Records for pointing at objects in photos
####################

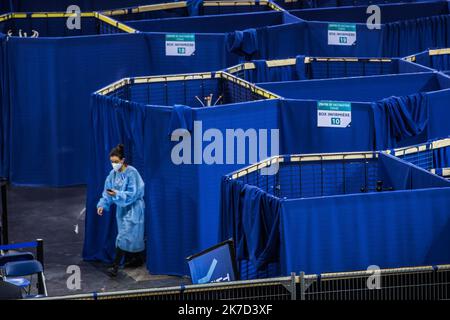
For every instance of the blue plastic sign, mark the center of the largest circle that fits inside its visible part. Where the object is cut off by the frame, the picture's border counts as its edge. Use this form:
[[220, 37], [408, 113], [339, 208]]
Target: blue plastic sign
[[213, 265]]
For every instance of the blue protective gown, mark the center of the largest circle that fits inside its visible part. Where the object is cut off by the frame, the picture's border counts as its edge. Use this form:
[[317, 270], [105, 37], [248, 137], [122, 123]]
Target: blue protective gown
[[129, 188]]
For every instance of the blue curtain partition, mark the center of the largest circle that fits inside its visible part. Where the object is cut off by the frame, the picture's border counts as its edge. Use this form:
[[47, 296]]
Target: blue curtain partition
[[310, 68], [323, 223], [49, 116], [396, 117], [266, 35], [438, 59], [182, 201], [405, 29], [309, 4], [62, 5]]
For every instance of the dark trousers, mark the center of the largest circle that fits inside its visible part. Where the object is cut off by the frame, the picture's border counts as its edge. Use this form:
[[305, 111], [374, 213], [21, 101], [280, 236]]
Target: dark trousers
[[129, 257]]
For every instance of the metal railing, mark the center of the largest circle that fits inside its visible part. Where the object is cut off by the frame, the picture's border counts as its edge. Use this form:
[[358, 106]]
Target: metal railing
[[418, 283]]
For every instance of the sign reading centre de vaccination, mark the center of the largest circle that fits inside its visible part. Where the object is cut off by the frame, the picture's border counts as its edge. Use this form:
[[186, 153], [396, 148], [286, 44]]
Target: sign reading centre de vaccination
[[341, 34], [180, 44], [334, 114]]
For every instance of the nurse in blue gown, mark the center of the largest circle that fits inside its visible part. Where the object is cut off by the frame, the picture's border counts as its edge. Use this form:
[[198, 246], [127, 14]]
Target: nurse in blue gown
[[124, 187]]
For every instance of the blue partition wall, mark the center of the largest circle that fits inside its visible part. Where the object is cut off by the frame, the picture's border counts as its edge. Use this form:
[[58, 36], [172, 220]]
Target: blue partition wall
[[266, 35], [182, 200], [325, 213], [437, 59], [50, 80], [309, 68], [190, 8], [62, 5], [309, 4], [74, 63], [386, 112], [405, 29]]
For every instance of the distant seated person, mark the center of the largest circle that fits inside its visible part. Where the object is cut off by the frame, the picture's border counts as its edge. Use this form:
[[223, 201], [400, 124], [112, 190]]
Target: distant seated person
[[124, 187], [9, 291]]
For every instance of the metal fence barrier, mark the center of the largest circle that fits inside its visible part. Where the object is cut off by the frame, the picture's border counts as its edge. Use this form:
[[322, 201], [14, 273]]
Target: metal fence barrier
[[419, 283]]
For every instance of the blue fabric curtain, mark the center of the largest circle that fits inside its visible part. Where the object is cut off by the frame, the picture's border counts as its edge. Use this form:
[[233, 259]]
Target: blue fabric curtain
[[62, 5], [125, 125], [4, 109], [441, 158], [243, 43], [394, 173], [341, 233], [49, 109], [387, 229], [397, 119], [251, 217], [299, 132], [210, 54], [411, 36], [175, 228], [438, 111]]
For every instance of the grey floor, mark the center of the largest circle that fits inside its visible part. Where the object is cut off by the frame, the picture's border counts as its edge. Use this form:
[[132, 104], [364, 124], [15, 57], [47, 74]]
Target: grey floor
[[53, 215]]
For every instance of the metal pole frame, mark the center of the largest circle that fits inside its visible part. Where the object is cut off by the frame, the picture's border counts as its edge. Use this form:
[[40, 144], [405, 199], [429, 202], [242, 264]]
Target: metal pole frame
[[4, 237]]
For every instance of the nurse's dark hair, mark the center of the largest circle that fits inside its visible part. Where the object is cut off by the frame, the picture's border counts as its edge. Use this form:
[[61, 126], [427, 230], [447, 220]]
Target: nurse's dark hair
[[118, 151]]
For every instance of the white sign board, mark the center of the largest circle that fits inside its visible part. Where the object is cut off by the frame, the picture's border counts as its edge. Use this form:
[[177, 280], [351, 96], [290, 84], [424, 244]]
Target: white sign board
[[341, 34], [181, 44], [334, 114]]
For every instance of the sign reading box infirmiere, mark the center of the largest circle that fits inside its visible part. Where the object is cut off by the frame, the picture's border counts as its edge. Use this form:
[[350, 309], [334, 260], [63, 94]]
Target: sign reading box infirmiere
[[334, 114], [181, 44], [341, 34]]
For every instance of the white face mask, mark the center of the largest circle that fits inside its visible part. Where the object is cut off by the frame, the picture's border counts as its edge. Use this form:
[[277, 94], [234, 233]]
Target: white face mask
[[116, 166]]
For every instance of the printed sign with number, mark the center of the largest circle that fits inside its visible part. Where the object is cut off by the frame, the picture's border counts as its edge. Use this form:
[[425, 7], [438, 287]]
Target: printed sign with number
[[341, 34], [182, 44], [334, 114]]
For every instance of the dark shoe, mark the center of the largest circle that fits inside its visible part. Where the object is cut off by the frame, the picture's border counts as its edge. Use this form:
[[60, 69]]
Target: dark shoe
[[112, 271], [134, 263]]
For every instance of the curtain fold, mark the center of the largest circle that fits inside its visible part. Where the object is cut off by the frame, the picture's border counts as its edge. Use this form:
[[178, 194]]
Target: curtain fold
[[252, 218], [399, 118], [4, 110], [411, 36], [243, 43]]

####################

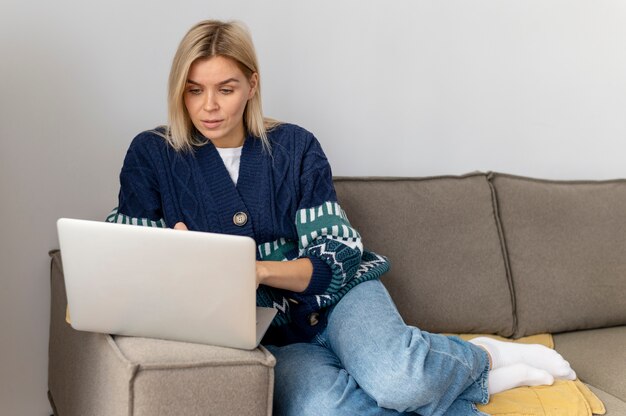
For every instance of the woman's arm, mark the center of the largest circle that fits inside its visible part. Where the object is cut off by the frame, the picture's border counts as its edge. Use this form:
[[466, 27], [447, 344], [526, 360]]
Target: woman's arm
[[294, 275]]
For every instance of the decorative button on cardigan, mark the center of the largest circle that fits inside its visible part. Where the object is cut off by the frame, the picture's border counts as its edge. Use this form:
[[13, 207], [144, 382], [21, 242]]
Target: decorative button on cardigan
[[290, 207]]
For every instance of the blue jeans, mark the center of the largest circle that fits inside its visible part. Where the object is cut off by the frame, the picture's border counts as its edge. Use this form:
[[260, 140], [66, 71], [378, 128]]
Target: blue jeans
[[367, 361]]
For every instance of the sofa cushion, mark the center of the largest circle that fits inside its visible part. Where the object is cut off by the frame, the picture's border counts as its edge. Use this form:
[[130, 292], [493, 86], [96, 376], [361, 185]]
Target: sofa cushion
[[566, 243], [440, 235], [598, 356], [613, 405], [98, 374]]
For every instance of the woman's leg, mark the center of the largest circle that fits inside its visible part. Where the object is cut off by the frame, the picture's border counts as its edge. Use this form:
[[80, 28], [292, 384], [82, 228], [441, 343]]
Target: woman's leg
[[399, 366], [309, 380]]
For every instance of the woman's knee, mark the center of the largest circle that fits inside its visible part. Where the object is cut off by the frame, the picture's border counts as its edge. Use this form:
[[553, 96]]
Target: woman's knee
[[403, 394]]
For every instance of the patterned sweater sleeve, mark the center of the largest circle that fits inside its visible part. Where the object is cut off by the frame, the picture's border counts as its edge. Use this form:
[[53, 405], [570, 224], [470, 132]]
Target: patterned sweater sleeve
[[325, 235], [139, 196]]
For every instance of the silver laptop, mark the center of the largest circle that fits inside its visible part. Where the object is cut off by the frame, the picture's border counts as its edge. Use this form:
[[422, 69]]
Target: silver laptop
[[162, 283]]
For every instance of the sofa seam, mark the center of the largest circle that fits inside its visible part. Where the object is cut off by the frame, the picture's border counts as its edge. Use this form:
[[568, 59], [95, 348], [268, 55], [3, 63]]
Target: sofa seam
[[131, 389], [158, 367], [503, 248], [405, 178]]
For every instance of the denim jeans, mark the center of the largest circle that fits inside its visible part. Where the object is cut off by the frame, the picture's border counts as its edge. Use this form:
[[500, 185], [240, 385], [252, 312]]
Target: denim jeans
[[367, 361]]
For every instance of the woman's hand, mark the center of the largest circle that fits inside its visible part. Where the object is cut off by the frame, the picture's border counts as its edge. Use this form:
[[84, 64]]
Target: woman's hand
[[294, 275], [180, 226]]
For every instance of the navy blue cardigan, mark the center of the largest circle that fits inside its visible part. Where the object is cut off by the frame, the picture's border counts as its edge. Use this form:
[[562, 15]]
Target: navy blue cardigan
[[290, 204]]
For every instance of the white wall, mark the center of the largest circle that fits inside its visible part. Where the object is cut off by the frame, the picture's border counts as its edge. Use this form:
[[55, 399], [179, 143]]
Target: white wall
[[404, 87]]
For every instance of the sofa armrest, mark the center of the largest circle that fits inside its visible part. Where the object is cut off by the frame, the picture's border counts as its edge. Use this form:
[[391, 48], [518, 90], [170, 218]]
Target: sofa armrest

####################

§ Directions
Reproduce, word for word, the lines of the entries above from the line containing "For every instance of the dark trousers, mark" up to and including the line containing "[[129, 257]]". Return only those lines.

§ Result of this task
For every instance of the dark trousers, mark the center of the largest circle that fits inside its visible part. Where the object is cut off by the frame, the picture's border counts as its edge. Use this form:
[[305, 111], [374, 213], [21, 101], [280, 236]]
Target: dark trousers
[[129, 257]]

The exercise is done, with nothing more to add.